## INFORMATION PROVIDED
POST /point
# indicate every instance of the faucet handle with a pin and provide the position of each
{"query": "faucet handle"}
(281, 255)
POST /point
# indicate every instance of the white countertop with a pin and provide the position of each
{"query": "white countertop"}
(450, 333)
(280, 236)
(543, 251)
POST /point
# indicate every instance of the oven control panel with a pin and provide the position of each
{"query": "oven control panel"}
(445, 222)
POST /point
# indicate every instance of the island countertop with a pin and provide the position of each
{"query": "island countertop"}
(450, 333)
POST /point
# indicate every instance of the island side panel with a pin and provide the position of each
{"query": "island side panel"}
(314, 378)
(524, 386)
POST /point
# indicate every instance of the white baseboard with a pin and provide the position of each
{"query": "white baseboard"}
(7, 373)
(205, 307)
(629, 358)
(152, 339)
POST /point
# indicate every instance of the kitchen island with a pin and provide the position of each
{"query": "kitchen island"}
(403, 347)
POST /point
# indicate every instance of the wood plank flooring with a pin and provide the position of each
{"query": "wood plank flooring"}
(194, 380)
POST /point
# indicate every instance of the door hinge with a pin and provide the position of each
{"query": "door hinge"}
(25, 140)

---

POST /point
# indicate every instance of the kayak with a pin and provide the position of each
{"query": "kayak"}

...

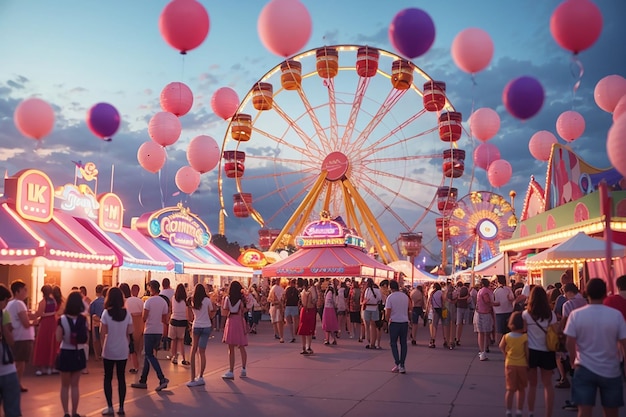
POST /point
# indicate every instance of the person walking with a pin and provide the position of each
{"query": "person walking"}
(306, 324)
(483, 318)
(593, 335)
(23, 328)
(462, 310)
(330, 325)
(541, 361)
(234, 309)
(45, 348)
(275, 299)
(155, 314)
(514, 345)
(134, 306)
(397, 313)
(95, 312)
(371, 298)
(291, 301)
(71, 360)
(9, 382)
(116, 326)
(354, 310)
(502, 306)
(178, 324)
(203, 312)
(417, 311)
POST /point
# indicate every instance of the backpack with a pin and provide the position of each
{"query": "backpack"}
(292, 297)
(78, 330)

## WHAT THE EXERCISE ASKS
Pick out and copy each line of the material above that contains the string "person". Case counts.

## ANSWER TO THIS PROBLEM
# indicate every instance of the person walking with a pin and provide the position of each
{"query": "person walking"}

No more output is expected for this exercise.